▸ Reading passage

•••

The D4 is being made for sensitivity and speed, only 16mp is the price you pay for the high-iso/fps (well duh).
Even amateur cameras go past 20MP these days, but this camera is aimed for people who were already comfortable with 12MP, photogs and journalists.
Smaller MP means larger photosites, so you get ISO up to 200k. And it's gone up to 20fps from 9fps in the D3s. (1D mk4 competitor!)

Second Page:
It takes 11fps 'en pleine definition' (I presume that just means JPEG-only?) but with no auto-exposure or autofocus after the first shot, and takes 12fps in 8MP DX-crop (which by my calculations, 16MP/(1.5^2)=7.1MP DX-crop).
Shutter/mirror is rated at 400k (so, 11 hours of total burst then?)
They've reused the multicam3500FX autofocus from the D3, to use in groups of 11 in dynamique mode to track the subject.
Nikon have tweaked the sensitivity of the autofocus points to favour using teleconverters (take that, Canon! ?)
They've added in a new 91k-pixel rgb-metering for scene-detection and metering.
*We have tested this with good success* (ie, they've had their hands on one, they say.
They've added in things 'that videophiles want': contrast-based autofocus for video, and support fullHD .mov and H.264, frame-rate choices, with key new features: entre lignee (does this mean line-skipping or something else? my french isn't bad but my video-knowledge is almost nil), headphone jack with VU meter, hdmi output 'brute de decoffrage' (i think this means uncompressed?) for direct transmission, fade to black).
They've change the ergonomics and made it 45g lighter (how much does extra weight do you get by using an extra CF card though?), more comfortable in portrait, bigger screen.
More features, ethernet (with no mention of gigabit, if they had gigabit they'd make a point of saying it, I'm calling 100Mbps), wifi-transmitter, xqd and cf slots, blah blah.

And in the black box, 1DX specs we already know ("which on paper, looks better").


----------



## jrista (Jan 6, 2012)

*Re: Nikon's D4 Outed Officially*



nightbreath said:


> I've used translator to grasp the meaning of the article above, here's what it gave me:
> 
> 
> 
> ...



So, if I understand your translation correctly:

Native ISO 100-12800
Extended 50 + 25600-204800?

So, a total of 5 levels of "extended" ISO levels? I guess that just confuses me even more...whats the value of four levels of extra-crappy high ISO (say, outside of police crime scene work, I guess...)? It would seem more logical to me if the camera was 100-25600, with H1 51200, H2 102k, H3 204k and the final L 50. The information about the D4 just gets more and more confusing...


----------



## coltsfreak18 (Jan 6, 2012)

*Re: Nikon's D4 Outed Officially*

DPReview has just posted a couple of articles on the D4. One is an overview of all of the features. For this one, I find it interesting that the D4 can shoot at 1080p in both FX and DX (1.5x crop) mode and has clean HDMI out.

•••

▸ Record set

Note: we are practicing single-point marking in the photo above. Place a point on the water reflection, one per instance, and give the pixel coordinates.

•••

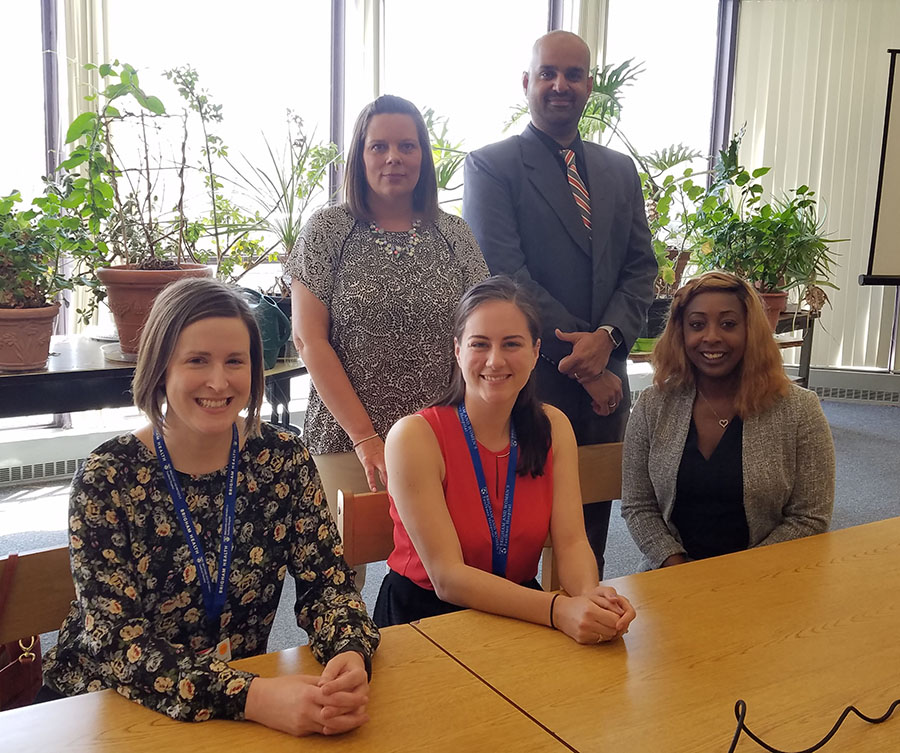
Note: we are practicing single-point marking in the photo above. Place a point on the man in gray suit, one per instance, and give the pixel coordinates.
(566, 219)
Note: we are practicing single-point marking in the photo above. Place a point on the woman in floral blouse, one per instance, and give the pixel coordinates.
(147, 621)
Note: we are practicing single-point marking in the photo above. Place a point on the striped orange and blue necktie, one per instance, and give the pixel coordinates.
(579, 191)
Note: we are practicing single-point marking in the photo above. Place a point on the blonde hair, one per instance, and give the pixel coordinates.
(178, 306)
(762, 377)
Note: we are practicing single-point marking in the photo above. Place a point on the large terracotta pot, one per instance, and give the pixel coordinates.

•••

▸ Problem 1
Answer from the Nikon D4 thread:
(a) What is the shutter/mirror rated at?
(b) How much lighter was the camera made?
(c) According to the DPReview overview, in which two modes can the D4 shoot at 1080p?
▸ Problem 2
Print the part of the Nikon D4 thread that begins at the words "They've added in things" and stops after "jrista (Jan 6, 2012)".
The material has no role in any of this.

▸ Result 1
(a) 400k
(b) 45g
(c) FX and DX (1.5x crop) mode

▸ Result 2
They've added in things 'that videophiles want': contrast-based autofocus for video, and support fullHD .mov and H.264, frame-rate choices, with key new features: entre lignee (does this mean line-skipping or something else? my french isn't bad but my video-knowledge is almost nil), headphone jack with VU meter, hdmi output 'brute de decoffrage' (i think this means uncompressed?) for direct transmission, fade to black).
They've change the ergonomics and made it 45g lighter (how much does extra weight do you get by using an extra CF card though?), more comfortable in portrait, bigger screen.
More features, ethernet (with no mention of gigabit, if they had gigabit they'd make a point of saying it, I'm calling 100Mbps), wifi-transmitter, xqd and cf slots, blah blah.

And in the black box, 1DX specs we already know ("which on paper, looks better").


----------



## jrista (Jan 6, 2012)